Available data:
- - - - - - -

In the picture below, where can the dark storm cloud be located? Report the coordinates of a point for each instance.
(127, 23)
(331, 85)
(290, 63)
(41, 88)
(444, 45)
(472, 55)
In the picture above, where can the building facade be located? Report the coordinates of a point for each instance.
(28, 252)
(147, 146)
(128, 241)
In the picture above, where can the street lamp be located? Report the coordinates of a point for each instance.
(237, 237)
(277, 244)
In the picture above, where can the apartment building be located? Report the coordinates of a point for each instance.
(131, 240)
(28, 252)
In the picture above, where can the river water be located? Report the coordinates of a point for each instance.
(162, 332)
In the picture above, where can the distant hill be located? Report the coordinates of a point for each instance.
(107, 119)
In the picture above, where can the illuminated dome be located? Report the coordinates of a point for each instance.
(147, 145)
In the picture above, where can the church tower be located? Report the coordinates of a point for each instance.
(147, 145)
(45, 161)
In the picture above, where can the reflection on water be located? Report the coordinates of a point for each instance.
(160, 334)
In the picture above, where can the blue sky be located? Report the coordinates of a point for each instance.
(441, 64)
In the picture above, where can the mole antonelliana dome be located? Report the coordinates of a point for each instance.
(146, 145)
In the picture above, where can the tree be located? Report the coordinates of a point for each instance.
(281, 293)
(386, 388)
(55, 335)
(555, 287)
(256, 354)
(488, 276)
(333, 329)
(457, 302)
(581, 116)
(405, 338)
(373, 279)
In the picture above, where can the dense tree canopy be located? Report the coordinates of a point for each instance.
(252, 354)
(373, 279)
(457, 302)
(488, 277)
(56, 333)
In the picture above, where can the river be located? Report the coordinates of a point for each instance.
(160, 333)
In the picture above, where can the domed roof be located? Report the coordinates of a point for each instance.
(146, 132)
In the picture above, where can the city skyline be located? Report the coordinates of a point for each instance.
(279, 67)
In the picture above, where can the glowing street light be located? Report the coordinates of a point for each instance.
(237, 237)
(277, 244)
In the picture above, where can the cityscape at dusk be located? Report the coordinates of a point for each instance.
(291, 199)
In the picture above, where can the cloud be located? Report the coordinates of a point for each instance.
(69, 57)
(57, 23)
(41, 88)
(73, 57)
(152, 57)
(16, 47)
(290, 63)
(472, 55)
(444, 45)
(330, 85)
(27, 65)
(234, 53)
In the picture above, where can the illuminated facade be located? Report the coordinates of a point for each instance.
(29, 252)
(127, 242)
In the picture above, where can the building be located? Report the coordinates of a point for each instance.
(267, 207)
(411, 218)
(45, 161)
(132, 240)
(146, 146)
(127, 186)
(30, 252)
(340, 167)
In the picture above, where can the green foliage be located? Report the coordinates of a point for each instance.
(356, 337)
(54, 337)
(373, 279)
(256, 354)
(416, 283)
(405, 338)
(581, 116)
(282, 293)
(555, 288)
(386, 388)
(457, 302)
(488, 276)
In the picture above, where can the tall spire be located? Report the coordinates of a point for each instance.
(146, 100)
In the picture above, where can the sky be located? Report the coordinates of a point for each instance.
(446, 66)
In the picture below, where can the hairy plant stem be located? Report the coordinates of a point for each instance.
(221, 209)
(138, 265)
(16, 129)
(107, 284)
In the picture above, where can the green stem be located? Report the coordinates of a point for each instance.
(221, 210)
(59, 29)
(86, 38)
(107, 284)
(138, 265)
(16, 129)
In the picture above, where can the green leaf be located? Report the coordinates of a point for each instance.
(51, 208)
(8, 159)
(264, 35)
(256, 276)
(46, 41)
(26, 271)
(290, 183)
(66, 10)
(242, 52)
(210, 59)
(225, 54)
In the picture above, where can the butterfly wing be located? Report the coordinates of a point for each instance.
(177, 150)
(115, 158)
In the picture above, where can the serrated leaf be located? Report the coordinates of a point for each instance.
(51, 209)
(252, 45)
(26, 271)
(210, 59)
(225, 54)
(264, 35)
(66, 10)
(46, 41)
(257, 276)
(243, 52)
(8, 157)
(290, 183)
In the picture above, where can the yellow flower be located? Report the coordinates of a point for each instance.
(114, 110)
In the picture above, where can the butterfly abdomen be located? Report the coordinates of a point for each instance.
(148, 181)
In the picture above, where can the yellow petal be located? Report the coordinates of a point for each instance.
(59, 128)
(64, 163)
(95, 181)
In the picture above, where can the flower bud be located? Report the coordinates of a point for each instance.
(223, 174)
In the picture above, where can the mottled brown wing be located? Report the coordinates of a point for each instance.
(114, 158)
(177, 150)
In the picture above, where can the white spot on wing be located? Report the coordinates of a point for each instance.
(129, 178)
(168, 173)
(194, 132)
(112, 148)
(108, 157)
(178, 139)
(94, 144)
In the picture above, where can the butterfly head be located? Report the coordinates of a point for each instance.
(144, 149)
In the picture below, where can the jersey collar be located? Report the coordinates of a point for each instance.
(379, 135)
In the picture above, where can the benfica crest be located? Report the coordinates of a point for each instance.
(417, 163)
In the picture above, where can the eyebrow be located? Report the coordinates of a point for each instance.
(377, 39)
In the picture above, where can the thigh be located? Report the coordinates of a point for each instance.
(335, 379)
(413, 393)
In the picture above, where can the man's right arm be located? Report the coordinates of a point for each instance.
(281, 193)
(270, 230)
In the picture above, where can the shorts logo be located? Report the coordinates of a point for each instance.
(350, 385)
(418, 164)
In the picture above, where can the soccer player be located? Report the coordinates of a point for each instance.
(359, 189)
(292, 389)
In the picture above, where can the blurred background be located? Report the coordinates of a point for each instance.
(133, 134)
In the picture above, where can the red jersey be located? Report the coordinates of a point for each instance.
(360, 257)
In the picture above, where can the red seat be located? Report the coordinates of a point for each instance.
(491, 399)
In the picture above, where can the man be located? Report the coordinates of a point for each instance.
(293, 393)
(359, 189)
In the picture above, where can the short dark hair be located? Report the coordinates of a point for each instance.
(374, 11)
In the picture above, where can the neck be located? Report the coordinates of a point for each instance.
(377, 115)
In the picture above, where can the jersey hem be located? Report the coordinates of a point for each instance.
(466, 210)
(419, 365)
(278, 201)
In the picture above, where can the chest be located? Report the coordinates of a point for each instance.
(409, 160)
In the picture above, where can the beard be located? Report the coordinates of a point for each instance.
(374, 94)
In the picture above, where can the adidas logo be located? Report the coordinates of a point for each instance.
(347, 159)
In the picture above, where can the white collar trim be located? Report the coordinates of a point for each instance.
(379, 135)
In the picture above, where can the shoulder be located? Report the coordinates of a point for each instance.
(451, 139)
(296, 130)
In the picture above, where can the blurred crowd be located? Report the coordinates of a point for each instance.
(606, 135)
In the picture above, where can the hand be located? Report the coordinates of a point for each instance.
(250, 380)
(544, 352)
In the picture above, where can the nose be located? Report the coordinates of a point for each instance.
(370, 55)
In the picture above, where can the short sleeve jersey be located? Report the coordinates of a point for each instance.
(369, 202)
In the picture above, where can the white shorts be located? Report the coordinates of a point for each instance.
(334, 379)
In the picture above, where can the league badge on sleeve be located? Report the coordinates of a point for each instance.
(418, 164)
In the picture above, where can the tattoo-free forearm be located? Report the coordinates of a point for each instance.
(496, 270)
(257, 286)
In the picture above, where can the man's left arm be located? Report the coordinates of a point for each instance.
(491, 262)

- - - - - - -

Give back the records above, character for character.

Task solution:
In the picture below, where can the dark storm cloud be located? Report the coordinates of a point for each instance.
(127, 23)
(331, 85)
(290, 63)
(41, 88)
(444, 45)
(472, 55)
In the picture above, where can the building facade be located? Report the coordinates of a point for each instance.
(28, 252)
(147, 146)
(128, 241)
In the picture above, where can the street lamp be located? Report the coordinates of a point for each instance.
(237, 237)
(277, 244)
In the picture above, where can the apartment building be located? Report the coordinates of a point for each instance.
(131, 240)
(28, 252)
In the picture above, where can the river water be located? Report the coordinates of a point for each instance.
(162, 332)
In the picture above, where can the distant hill be located? Report the coordinates of a point for each instance.
(107, 119)
In the picture above, where can the illuminated dome be located? Report the coordinates of a point for each instance.
(147, 145)
In the picture above, where can the church tower be located? Report the coordinates of a point for each instance.
(147, 145)
(45, 161)
In the picture above, where can the reflection on water be located? Report the coordinates of a point for each instance.
(160, 334)
In the picture above, where can the blue sky be located? Report the coordinates of a point for each instance.
(441, 64)
In the picture above, where can the mole antonelliana dome be located? Report the coordinates of a point for each instance.
(146, 145)
In the picture above, where can the tree be located? Report the coordinates of a point for each instance.
(281, 293)
(386, 388)
(55, 335)
(555, 287)
(256, 354)
(488, 276)
(333, 329)
(457, 302)
(581, 116)
(405, 338)
(373, 279)
In the picture above, where can the dense tree canopy be located? Report the coordinates of a point for each instance.
(252, 354)
(373, 279)
(457, 302)
(488, 277)
(56, 333)
In the picture above, where can the river be located? Report the coordinates of a point for each instance.
(160, 333)
In the picture above, where can the domed roof be located? Report the coordinates of a point for each instance.
(146, 132)
In the picture above, where can the city skyline be located? Report the coordinates of a point for each instance.
(279, 67)
In the picture above, where can the glowing street light be located? Report the coordinates of a point for each instance.
(237, 237)
(277, 244)
In the picture above, where can the cityscape at dusk be located? Report the coordinates of a point for each instance.
(291, 199)
In the picture above, where can the cloud be located? Report the coordinates of a point for each instance.
(69, 57)
(57, 23)
(41, 88)
(73, 57)
(152, 57)
(16, 47)
(290, 63)
(472, 55)
(444, 45)
(330, 85)
(27, 65)
(234, 53)
In the picture above, where can the illuminated facade be located? Report the coordinates of a point for each instance.
(29, 252)
(127, 242)
In the picture above, where can the building be located? Report the coordinates of a point for each instance.
(267, 207)
(411, 218)
(45, 161)
(132, 240)
(146, 146)
(127, 186)
(30, 252)
(340, 167)
In the picture above, where can the green foliage be located? Report the coordinates of a point for each instance.
(356, 337)
(54, 337)
(373, 279)
(256, 354)
(416, 283)
(405, 338)
(581, 116)
(282, 293)
(555, 288)
(386, 388)
(457, 302)
(488, 276)
In the picture above, where can the tall spire be located? Report the coordinates of a point for each instance.
(146, 100)
In the picture above, where can the sky be located? Report the coordinates of a point for each instance.
(446, 66)
In the picture below, where can the hairy plant stem be located? Report the coordinates of a point for each instance.
(221, 209)
(138, 265)
(16, 129)
(107, 284)
In the picture above, where can the green stem be located? Report the coordinates of a point for each instance.
(221, 210)
(59, 29)
(86, 38)
(107, 284)
(138, 265)
(16, 129)
In the picture above, where can the green leaf be located? Report the coordinates of a point for each instance.
(51, 208)
(8, 159)
(264, 35)
(256, 276)
(46, 41)
(26, 271)
(290, 183)
(66, 10)
(242, 52)
(210, 59)
(225, 54)
In the picture above, where can the butterfly wing be located? Report the coordinates of a point for each instance.
(177, 150)
(115, 158)
In the picture above, where can the serrated leaf be located? Report the coordinates of a point for each instance.
(51, 209)
(252, 45)
(26, 271)
(210, 59)
(225, 54)
(264, 35)
(66, 10)
(46, 41)
(257, 276)
(243, 52)
(8, 157)
(290, 183)
In the picture above, where can the yellow flower be located? Report the coordinates of a point for each instance.
(114, 110)
In the picture above, where can the butterfly abdomen be located? Report the coordinates of a point for each instance.
(148, 181)
In the picture above, where can the yellow petal be located? Report the coordinates of a point for each instance.
(59, 128)
(64, 163)
(95, 181)
In the picture above, where can the flower bud be located? Report the coordinates of a point for each instance.
(223, 174)
In the picture above, where can the mottled brown wing be located? Report the coordinates of a point for each instance.
(114, 158)
(177, 150)
In the picture above, where can the white spot on wing be located? Report the coordinates of a point for each instance.
(129, 178)
(168, 173)
(194, 132)
(112, 148)
(108, 157)
(178, 139)
(94, 144)
In the picture above, where can the butterfly head be located? Report the coordinates of a point for each instance.
(144, 149)
In the picture below, where can the jersey collar be located? Report the coordinates of a point for each instance.
(379, 135)
In the picture above, where can the benfica crest be located? Report the coordinates of a point for each instance.
(417, 163)
In the picture above, where can the eyebrow be located? Report the coordinates of a point for each instance.
(377, 39)
In the picture above, where can the thigh be located? Report the coordinates of a point for each instance.
(335, 379)
(413, 393)
In the picture above, where can the man's right arm be located? Report the coordinates of a point for each instance.
(281, 193)
(270, 230)
In the picture above, where can the shorts logo be located? Report the coordinates of a point for each instance.
(350, 385)
(418, 164)
In the picture above, where can the soccer player be located? Report the coordinates of a point for each instance.
(359, 189)
(292, 389)
In the picture above, where can the blurred background be located? Report the coordinates of a point for each instance.
(133, 134)
In the picture above, where can the red jersey be located? Report the coordinates of a point for each instance.
(360, 257)
In the picture above, where can the red seat be located? Report the coordinates of a point for each instance.
(491, 399)
In the picture above, where can the man be located? Report the coordinates of a point for each instance.
(293, 393)
(359, 189)
In the picture above, where can the short dark hair be located? Report the coordinates of a point for each instance.
(374, 11)
In the picture above, where can the neck be located? Report the coordinates of a point for each instance.
(377, 115)
In the picture above, where can the jersey hem be located? Report the coordinates of a point for each instance.
(466, 210)
(419, 365)
(278, 201)
In the picture above, where can the chest be located? Report the coordinates of a point for each instance.
(409, 160)
In the picture above, where can the beard be located? Report the coordinates of a point for each instance.
(374, 94)
In the picture above, where can the adidas logo be located? Report the coordinates of a point for each instance.
(347, 159)
In the picture above, where can the white collar trim be located? Report the coordinates of a point for each instance.
(379, 135)
In the picture above, where can the shoulder be located? Report the coordinates of a point for each instance.
(451, 139)
(296, 130)
In the picture above, where can the blurred crowd be located? Report the coordinates of a point for each instance.
(606, 135)
In the picture above, where can the hand be located? Report the coordinates of a point for each instance.
(250, 380)
(544, 352)
In the picture above, where can the nose be located? Report the coordinates of a point for each instance.
(370, 55)
In the picture above, where can the short sleeve jersey be located? Report the coordinates of a point for each instance.
(369, 202)
In the picture above, where can the white shorts be located? Report the coordinates of a point for each instance.
(334, 379)
In the picture above, where can the league badge on sleeve be located? Report the coordinates of a point for each instance.
(418, 164)
In the picture above, where can the tattoo-free forearm be located? Report the coordinates of a point for each instance.
(496, 270)
(257, 286)
In the picture above, where can the man's left arm be located? Report the coordinates of a point for each instance.
(491, 262)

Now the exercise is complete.